Collection entries:
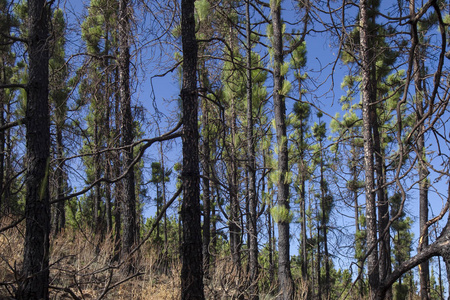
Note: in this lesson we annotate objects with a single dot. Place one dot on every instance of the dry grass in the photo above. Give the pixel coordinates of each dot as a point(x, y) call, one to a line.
point(82, 266)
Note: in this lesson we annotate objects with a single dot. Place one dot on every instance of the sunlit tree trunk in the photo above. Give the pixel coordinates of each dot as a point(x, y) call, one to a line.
point(35, 269)
point(251, 168)
point(284, 267)
point(129, 201)
point(191, 249)
point(366, 89)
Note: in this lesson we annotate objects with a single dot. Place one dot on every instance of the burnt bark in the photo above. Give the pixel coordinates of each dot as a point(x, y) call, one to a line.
point(367, 89)
point(251, 169)
point(191, 249)
point(284, 268)
point(35, 270)
point(129, 200)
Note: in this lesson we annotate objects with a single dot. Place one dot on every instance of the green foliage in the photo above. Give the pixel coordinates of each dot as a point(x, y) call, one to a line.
point(203, 9)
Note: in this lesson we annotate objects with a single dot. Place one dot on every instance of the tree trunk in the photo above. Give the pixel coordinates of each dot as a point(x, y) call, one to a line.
point(191, 249)
point(35, 269)
point(284, 267)
point(235, 232)
point(424, 269)
point(129, 201)
point(371, 218)
point(251, 168)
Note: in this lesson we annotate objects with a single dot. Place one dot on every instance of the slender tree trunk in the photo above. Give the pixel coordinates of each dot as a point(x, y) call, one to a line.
point(60, 213)
point(371, 218)
point(284, 267)
point(35, 270)
point(129, 202)
point(383, 204)
point(424, 268)
point(191, 252)
point(358, 237)
point(97, 171)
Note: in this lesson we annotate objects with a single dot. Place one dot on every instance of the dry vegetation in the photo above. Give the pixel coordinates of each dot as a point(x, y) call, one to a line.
point(82, 267)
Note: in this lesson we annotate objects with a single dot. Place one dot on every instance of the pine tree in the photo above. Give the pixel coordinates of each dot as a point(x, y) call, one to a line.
point(191, 250)
point(58, 96)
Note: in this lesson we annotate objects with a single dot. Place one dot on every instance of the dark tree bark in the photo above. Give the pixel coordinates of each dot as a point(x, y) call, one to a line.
point(367, 89)
point(424, 268)
point(284, 267)
point(129, 200)
point(60, 213)
point(35, 270)
point(191, 249)
point(251, 168)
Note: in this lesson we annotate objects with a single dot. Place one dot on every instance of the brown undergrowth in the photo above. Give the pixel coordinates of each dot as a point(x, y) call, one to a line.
point(83, 267)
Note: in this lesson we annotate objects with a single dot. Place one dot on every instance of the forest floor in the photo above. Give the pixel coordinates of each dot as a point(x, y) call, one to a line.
point(82, 267)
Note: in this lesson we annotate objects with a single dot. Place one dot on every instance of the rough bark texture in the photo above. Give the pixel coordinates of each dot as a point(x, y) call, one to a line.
point(371, 218)
point(35, 272)
point(424, 268)
point(191, 249)
point(251, 169)
point(284, 268)
point(206, 185)
point(129, 200)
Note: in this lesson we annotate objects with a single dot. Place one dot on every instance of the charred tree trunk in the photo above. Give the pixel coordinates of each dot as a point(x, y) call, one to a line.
point(129, 201)
point(251, 168)
point(191, 249)
point(35, 271)
point(284, 267)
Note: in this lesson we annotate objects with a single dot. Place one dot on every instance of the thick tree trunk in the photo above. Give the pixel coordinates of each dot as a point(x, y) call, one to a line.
point(284, 267)
point(129, 201)
point(424, 268)
point(191, 249)
point(60, 214)
point(206, 186)
point(35, 271)
point(371, 217)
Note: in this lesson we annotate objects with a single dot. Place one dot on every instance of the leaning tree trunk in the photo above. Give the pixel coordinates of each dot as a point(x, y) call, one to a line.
point(284, 268)
point(424, 268)
point(191, 249)
point(251, 168)
point(35, 269)
point(371, 218)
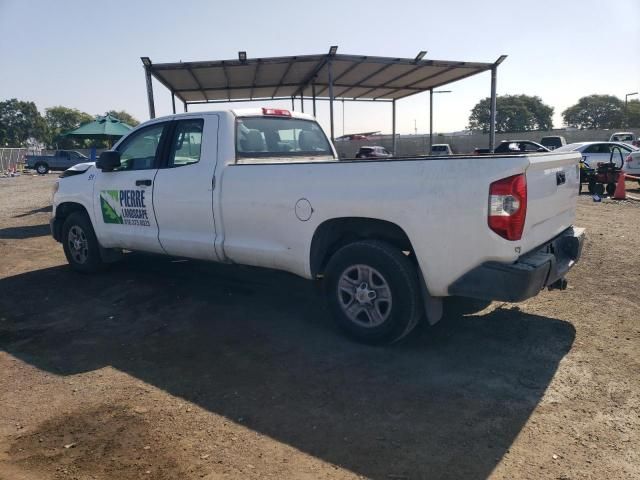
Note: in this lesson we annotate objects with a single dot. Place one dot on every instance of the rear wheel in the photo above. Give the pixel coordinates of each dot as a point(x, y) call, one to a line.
point(372, 289)
point(80, 244)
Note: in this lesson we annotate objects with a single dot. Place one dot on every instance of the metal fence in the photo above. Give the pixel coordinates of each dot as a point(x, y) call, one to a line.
point(12, 159)
point(419, 144)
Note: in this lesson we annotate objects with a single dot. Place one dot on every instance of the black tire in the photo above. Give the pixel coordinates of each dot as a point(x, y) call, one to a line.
point(459, 306)
point(390, 267)
point(80, 244)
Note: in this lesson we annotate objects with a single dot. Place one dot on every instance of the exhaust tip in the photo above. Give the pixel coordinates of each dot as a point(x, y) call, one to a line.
point(560, 284)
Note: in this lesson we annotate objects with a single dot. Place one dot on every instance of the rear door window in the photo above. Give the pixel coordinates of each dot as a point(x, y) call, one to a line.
point(269, 137)
point(186, 144)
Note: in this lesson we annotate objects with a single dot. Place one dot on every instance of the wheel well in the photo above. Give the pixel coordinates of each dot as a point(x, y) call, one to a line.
point(333, 234)
point(62, 212)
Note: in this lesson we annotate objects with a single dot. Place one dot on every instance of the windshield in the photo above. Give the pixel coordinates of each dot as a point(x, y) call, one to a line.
point(622, 138)
point(569, 148)
point(280, 137)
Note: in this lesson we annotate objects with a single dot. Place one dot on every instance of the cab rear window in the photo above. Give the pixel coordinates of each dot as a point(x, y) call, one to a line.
point(264, 137)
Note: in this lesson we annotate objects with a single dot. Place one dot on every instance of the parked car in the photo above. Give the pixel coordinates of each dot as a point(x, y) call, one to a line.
point(513, 147)
point(60, 160)
point(632, 164)
point(390, 238)
point(597, 152)
point(625, 137)
point(373, 152)
point(441, 149)
point(553, 141)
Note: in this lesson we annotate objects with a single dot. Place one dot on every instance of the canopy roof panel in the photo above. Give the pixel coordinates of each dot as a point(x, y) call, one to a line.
point(354, 77)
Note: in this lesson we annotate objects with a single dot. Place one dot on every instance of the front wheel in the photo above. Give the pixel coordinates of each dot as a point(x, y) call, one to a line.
point(80, 244)
point(373, 291)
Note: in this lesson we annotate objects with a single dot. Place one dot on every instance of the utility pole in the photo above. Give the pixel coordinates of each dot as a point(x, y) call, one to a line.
point(626, 100)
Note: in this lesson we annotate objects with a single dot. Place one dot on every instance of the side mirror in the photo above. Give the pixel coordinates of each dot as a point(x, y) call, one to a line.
point(108, 161)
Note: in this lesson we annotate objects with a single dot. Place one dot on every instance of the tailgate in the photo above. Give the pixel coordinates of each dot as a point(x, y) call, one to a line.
point(552, 195)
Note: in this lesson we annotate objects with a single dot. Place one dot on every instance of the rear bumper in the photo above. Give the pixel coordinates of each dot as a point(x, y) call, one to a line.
point(525, 278)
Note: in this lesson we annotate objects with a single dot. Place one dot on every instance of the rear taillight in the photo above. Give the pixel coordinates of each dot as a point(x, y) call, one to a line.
point(508, 206)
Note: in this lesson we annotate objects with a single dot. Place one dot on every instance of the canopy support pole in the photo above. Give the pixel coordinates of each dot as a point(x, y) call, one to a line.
point(492, 120)
point(393, 125)
point(313, 93)
point(430, 120)
point(152, 108)
point(330, 71)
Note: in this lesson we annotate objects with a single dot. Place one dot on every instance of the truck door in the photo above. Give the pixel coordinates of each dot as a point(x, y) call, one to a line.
point(123, 198)
point(184, 187)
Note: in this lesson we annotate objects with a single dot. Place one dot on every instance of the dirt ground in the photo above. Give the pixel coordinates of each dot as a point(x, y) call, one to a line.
point(162, 368)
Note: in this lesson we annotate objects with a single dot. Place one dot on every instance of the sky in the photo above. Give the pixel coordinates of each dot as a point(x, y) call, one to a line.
point(86, 54)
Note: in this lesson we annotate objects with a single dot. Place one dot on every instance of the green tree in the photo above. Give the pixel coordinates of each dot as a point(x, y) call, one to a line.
point(633, 113)
point(124, 117)
point(19, 122)
point(514, 113)
point(595, 111)
point(62, 119)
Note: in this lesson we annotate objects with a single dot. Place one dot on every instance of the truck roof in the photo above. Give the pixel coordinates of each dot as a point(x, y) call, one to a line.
point(241, 112)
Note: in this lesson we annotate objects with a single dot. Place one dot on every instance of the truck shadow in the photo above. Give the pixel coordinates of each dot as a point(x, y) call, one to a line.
point(25, 231)
point(257, 347)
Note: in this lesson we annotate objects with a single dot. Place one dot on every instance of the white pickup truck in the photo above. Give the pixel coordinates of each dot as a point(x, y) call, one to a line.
point(390, 238)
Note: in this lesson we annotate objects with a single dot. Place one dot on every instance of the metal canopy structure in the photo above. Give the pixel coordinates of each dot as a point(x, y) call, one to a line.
point(327, 77)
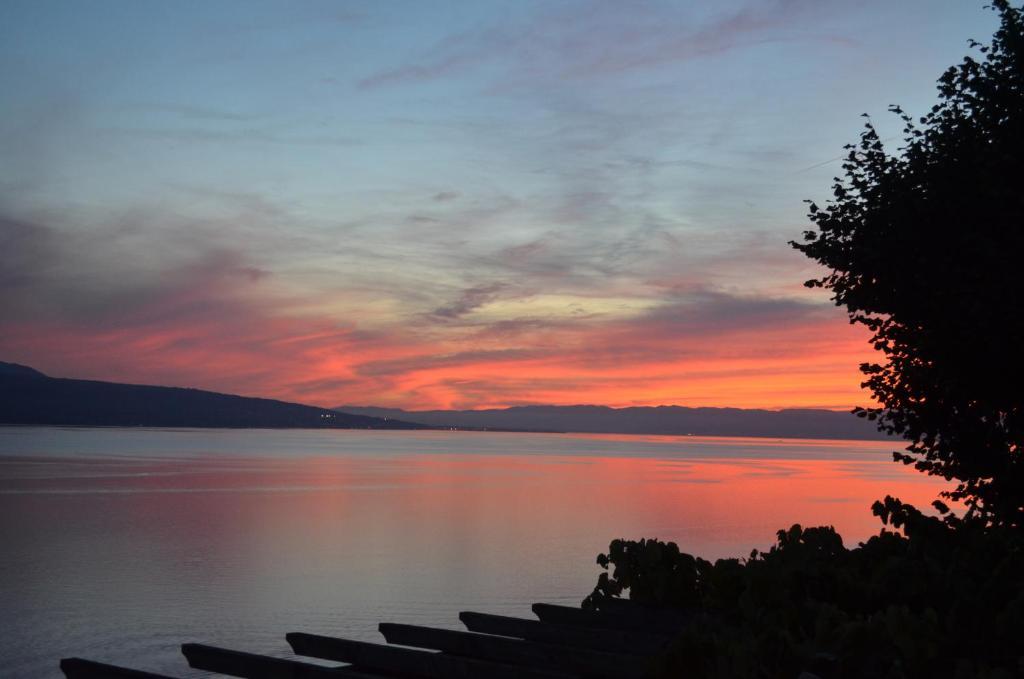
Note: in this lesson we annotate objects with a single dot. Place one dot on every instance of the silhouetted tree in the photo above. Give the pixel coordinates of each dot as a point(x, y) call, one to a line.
point(926, 248)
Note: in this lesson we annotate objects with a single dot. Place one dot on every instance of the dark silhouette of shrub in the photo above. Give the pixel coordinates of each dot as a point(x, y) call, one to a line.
point(925, 248)
point(930, 598)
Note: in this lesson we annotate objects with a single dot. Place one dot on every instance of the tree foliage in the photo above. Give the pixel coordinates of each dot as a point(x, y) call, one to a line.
point(931, 598)
point(926, 248)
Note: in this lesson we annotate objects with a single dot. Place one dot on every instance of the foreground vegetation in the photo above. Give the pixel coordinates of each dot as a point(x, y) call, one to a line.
point(924, 248)
point(926, 597)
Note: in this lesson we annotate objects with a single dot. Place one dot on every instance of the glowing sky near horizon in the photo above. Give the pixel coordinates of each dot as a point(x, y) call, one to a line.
point(437, 205)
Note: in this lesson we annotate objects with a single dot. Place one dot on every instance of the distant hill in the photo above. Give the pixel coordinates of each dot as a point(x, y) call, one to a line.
point(28, 396)
point(660, 420)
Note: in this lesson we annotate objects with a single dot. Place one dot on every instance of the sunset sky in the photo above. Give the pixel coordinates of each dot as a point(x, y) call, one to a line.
point(443, 205)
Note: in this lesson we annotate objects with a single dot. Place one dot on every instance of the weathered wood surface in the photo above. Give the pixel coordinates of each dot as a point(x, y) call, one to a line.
point(375, 656)
point(617, 641)
point(516, 651)
point(549, 612)
point(79, 668)
point(255, 666)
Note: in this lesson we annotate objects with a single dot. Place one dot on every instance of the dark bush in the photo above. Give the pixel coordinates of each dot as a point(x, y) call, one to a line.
point(926, 597)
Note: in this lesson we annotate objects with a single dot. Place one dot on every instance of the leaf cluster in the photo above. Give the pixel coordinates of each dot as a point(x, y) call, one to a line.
point(926, 597)
point(925, 247)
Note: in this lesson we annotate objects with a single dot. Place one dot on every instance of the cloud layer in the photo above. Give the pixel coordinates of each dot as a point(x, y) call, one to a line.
point(475, 205)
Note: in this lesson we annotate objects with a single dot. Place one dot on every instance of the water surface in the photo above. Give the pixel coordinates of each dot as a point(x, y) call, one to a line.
point(121, 544)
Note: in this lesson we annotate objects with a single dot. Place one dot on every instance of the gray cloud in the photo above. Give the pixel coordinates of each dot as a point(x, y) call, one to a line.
point(468, 300)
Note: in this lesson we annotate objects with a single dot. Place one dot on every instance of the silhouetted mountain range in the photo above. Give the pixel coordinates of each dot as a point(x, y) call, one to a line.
point(28, 396)
point(803, 423)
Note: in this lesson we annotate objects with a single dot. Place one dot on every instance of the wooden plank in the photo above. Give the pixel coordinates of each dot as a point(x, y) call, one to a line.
point(515, 651)
point(550, 612)
point(255, 666)
point(380, 658)
point(79, 668)
point(645, 614)
point(616, 641)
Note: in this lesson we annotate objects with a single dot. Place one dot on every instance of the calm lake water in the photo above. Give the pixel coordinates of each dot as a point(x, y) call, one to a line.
point(121, 544)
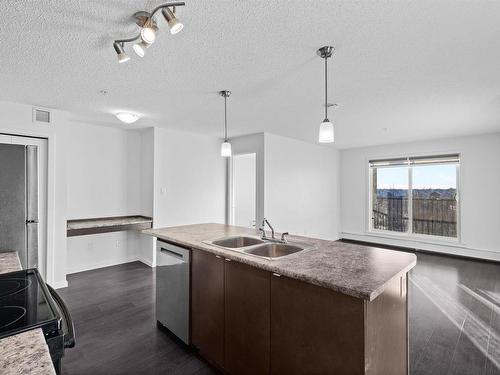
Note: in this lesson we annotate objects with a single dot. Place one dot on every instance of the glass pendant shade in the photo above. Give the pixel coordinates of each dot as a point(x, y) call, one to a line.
point(140, 49)
point(123, 57)
point(326, 133)
point(225, 149)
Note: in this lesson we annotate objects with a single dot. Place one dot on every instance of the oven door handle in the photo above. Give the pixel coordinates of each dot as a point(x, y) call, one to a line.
point(69, 337)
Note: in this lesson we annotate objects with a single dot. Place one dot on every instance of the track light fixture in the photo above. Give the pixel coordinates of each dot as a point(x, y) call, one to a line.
point(149, 29)
point(174, 24)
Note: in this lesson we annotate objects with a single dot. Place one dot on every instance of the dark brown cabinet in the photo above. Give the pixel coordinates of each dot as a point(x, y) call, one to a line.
point(247, 319)
point(314, 330)
point(207, 305)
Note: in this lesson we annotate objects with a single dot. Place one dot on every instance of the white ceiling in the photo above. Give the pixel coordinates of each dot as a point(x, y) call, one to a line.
point(402, 70)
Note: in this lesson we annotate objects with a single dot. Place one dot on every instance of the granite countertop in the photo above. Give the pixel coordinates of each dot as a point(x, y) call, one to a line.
point(25, 353)
point(355, 270)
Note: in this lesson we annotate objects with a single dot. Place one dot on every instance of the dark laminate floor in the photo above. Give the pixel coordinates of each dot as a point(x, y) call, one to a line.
point(454, 321)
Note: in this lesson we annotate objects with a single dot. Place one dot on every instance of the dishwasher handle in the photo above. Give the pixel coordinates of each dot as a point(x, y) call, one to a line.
point(172, 253)
point(177, 252)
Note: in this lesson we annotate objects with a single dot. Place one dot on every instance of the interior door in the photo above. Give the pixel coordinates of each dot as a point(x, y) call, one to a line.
point(13, 200)
point(244, 196)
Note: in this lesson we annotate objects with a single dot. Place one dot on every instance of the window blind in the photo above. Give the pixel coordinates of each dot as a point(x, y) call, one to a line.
point(416, 160)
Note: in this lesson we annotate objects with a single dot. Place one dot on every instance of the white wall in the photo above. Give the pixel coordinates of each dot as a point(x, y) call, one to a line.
point(250, 144)
point(297, 184)
point(244, 171)
point(302, 187)
point(189, 179)
point(103, 179)
point(479, 199)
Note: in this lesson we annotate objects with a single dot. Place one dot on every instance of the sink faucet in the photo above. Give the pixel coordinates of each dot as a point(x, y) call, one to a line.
point(264, 222)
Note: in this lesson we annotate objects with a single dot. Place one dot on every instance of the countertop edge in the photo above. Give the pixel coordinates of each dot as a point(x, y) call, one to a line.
point(27, 352)
point(247, 260)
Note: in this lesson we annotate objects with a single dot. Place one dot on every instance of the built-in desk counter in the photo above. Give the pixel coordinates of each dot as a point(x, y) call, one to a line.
point(82, 227)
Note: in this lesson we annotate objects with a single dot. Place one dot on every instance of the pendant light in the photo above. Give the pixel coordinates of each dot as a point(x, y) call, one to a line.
point(225, 147)
point(326, 132)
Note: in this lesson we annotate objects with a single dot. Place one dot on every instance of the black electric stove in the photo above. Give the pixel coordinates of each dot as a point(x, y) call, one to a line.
point(26, 303)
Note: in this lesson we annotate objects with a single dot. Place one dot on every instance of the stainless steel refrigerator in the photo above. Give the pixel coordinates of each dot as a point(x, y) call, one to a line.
point(19, 202)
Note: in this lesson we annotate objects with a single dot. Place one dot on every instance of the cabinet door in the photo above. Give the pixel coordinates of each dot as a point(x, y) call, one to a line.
point(315, 330)
point(207, 305)
point(247, 306)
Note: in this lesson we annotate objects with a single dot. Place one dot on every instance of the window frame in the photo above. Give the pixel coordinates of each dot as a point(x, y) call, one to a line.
point(409, 235)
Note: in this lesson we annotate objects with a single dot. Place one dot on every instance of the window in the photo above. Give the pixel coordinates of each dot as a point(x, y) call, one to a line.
point(415, 195)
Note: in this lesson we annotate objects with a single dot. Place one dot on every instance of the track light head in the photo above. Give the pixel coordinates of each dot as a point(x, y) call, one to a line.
point(148, 34)
point(173, 23)
point(122, 56)
point(140, 48)
point(149, 28)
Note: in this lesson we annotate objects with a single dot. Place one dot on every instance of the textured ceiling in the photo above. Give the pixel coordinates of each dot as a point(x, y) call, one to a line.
point(402, 70)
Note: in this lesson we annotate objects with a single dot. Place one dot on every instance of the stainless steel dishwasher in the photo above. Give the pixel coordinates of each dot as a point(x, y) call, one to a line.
point(172, 288)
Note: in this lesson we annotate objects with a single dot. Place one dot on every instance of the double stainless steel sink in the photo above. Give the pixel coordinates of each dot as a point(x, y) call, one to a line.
point(254, 246)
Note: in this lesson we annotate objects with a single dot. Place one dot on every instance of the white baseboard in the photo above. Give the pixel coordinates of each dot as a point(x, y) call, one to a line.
point(93, 266)
point(147, 262)
point(425, 246)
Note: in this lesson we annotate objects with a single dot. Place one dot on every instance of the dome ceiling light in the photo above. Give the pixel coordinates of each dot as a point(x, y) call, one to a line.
point(326, 131)
point(128, 117)
point(149, 29)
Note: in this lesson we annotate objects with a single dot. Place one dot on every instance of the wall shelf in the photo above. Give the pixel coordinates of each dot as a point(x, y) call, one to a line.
point(82, 227)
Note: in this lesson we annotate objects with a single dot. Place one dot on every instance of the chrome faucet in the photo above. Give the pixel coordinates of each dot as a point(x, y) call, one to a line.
point(264, 222)
point(272, 238)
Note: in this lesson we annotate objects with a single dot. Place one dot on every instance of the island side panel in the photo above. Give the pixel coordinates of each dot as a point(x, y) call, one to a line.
point(315, 330)
point(386, 330)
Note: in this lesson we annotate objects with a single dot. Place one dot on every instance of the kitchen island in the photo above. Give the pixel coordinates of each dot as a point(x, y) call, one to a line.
point(331, 308)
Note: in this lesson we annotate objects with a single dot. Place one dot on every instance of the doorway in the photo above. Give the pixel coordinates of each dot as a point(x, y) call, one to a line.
point(37, 153)
point(244, 190)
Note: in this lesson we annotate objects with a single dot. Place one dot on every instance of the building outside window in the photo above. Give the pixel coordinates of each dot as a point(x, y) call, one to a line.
point(415, 195)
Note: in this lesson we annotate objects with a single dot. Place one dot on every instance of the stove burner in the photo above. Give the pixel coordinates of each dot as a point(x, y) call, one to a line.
point(12, 286)
point(10, 315)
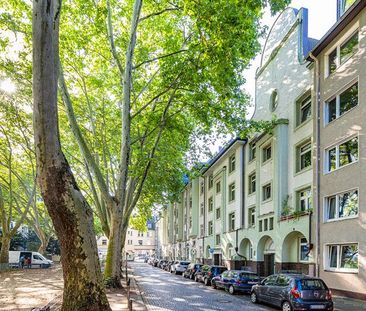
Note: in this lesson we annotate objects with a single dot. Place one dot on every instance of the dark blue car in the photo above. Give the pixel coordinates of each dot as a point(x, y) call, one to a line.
point(293, 292)
point(236, 281)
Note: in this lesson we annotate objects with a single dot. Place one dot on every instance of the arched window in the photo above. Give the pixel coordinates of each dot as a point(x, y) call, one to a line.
point(274, 100)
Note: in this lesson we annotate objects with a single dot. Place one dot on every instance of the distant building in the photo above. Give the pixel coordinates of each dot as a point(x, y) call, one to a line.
point(138, 243)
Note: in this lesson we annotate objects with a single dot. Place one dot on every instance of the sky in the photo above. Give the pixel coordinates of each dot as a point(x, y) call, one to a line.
point(322, 15)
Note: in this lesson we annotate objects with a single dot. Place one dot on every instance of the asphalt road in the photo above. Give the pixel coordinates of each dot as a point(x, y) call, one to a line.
point(163, 291)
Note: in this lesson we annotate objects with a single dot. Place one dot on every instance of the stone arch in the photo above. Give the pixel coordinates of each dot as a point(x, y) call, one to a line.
point(245, 248)
point(265, 246)
point(207, 253)
point(229, 251)
point(291, 247)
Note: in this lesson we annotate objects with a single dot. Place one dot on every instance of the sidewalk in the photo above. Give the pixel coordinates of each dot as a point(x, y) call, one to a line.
point(348, 304)
point(119, 302)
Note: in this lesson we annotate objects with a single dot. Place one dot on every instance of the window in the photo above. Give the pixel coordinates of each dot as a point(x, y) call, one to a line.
point(342, 257)
point(341, 103)
point(252, 150)
point(267, 153)
point(342, 53)
point(271, 223)
point(210, 181)
point(218, 187)
point(217, 239)
point(343, 154)
point(267, 192)
point(304, 199)
point(232, 221)
point(232, 192)
point(251, 217)
point(304, 249)
point(303, 107)
point(218, 213)
point(210, 227)
point(342, 205)
point(210, 204)
point(303, 156)
point(232, 164)
point(274, 100)
point(252, 183)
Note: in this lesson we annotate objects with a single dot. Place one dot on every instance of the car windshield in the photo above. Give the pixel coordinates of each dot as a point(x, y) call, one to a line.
point(249, 276)
point(312, 284)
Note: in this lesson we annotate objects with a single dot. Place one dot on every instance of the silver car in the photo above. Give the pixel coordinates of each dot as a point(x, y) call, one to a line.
point(179, 267)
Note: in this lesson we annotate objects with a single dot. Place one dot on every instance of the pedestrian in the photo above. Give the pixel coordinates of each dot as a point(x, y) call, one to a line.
point(21, 262)
point(29, 263)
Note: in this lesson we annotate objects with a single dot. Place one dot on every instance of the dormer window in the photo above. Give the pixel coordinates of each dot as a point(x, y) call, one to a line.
point(274, 100)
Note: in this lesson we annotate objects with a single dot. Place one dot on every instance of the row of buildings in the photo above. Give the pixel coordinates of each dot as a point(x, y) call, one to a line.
point(294, 197)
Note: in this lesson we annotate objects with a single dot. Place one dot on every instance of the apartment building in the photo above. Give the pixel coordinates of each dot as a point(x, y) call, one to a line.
point(138, 243)
point(291, 198)
point(340, 83)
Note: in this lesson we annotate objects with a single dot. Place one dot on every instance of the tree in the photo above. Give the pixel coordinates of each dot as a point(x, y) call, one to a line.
point(191, 76)
point(71, 214)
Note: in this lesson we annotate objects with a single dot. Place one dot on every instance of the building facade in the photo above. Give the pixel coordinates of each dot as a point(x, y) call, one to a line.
point(341, 151)
point(290, 199)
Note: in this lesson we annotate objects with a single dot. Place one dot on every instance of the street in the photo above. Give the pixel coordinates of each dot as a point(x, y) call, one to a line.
point(163, 291)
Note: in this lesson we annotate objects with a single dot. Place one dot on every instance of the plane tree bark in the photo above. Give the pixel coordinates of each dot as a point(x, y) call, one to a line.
point(71, 215)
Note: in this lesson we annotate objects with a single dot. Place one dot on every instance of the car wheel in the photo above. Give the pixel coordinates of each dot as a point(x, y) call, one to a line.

#### SET TASK
Edit the lines from the one containing "the window blind" up to and including the one containing "point(247, 260)" so that "sink faucet" becomes "kitchen faucet", leaving everything else unchanged. Give back only those lines.

#### FULL RESPONSE
Note: in this lesson we annotate objects with a single dot. Place one dot on every instance of the window blind in the photo above. Give the pixel coordinates of each dot as a point(x, y) call, one to a line.
point(416, 160)
Note: in this lesson we annotate objects with a single dot. Place one dot on every instance of the white wall in the photo above. Give the pixel coordinates of each dot as a point(x, y) call, one to a line.
point(250, 144)
point(297, 184)
point(244, 171)
point(302, 187)
point(189, 179)
point(103, 179)
point(479, 199)
Note: in this lesson we annotate objects with a single dot. Place one dot on every instance of the kitchen faucet in the photo above. Give the pixel coordinates of each dot as a point(x, y) call, one to a line.
point(264, 222)
Note: in this lesson we annotate objects with a single dot. Place one dot on every instance of the countertop edge in the photo above. Give the pixel coordinates of each dot as a point(x, y) call, one to a line.
point(27, 352)
point(247, 260)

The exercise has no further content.